→ WHAT YOU ARE ASKED TO DO
Return every item below word for word, with no line added, dropped or changed.

→ ENTRIES PROVIDED
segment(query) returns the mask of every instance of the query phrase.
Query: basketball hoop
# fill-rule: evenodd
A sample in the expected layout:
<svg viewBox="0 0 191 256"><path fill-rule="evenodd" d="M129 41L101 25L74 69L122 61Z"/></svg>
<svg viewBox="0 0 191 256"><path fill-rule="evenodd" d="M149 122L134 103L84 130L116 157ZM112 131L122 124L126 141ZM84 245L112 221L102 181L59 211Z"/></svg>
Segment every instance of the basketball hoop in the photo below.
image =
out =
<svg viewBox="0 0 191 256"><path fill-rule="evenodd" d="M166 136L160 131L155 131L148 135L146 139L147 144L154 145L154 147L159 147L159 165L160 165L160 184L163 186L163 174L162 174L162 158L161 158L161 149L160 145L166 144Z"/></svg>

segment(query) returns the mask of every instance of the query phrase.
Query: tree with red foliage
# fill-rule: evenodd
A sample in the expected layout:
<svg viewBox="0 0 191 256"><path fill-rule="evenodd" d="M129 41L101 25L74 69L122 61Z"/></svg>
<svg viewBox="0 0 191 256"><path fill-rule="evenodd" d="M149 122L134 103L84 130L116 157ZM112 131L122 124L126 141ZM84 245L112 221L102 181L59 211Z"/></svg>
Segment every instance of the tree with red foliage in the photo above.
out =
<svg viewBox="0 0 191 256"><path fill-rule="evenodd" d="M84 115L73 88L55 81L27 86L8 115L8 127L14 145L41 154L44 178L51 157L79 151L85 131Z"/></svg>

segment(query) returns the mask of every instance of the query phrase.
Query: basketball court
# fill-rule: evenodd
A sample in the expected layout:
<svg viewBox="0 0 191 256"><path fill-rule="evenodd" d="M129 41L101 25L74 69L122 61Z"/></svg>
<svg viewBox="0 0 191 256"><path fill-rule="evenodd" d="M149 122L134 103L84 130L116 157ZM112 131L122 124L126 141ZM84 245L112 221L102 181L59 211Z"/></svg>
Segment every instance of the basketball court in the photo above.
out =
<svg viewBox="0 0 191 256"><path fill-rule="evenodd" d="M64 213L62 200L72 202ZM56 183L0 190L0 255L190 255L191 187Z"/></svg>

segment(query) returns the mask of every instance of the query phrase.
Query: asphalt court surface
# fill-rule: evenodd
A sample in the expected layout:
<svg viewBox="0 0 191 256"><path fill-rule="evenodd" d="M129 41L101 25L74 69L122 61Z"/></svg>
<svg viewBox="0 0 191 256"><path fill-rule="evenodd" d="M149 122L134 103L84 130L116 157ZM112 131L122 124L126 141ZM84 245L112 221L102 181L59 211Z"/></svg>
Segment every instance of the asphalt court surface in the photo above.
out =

→ REPLY
segment(query) returns the mask of every instance of the query phrase.
Query: basketball hoop
# fill-rule: evenodd
A sample in the expected layout:
<svg viewBox="0 0 191 256"><path fill-rule="evenodd" d="M129 41L101 25L74 69L122 61Z"/></svg>
<svg viewBox="0 0 191 256"><path fill-rule="evenodd" d="M149 122L134 103L84 130L116 157ZM112 131L122 124L126 141ZM84 245L112 221L102 181L59 211Z"/></svg>
Segment every instance of the basketball hoop in the photo below.
image =
out =
<svg viewBox="0 0 191 256"><path fill-rule="evenodd" d="M166 136L160 131L155 131L148 135L146 139L147 144L154 145L154 147L159 147L159 165L160 165L160 184L163 186L163 174L162 174L162 158L161 158L161 149L160 145L166 144Z"/></svg>

segment(query) returns the mask of every instance of the query phrase.
Query: tree with red foliage
# fill-rule: evenodd
A sample in the expected layout:
<svg viewBox="0 0 191 256"><path fill-rule="evenodd" d="M129 41L101 25L74 69L122 61Z"/></svg>
<svg viewBox="0 0 191 256"><path fill-rule="evenodd" d="M149 122L134 103L84 130L116 157ZM112 131L122 124L126 141ZM84 245L112 221L102 181L59 211Z"/></svg>
Segment every instance of the tree with red foliage in the photo above.
out =
<svg viewBox="0 0 191 256"><path fill-rule="evenodd" d="M84 115L73 88L55 81L27 86L8 115L8 127L14 145L41 154L44 178L51 157L79 151L85 131Z"/></svg>

segment(query) returns the mask of every instance of the query phrase.
Query: basketball court
# fill-rule: evenodd
A sample in the expected layout:
<svg viewBox="0 0 191 256"><path fill-rule="evenodd" d="M129 41L101 25L74 69L122 61Z"/></svg>
<svg viewBox="0 0 191 256"><path fill-rule="evenodd" d="M149 122L134 103L84 130L116 157ZM112 131L122 124L126 141ZM84 245L112 221L102 181L59 211Z"/></svg>
Segment every instance of the basketball court in the photo above.
out =
<svg viewBox="0 0 191 256"><path fill-rule="evenodd" d="M64 213L62 200L72 202ZM56 183L0 190L0 255L190 255L191 187Z"/></svg>

segment(query) returns the mask of every instance of the query phrase.
Query: asphalt court surface
# fill-rule: evenodd
A sample in the expected layout:
<svg viewBox="0 0 191 256"><path fill-rule="evenodd" d="M129 41L101 25L74 69L122 61Z"/></svg>
<svg viewBox="0 0 191 256"><path fill-rule="evenodd" d="M149 122L134 103L84 130L116 157ZM112 131L122 124L126 141ZM84 245L112 221L102 181L59 211Z"/></svg>
Segment every instance of the asphalt court surface in the photo above.
out =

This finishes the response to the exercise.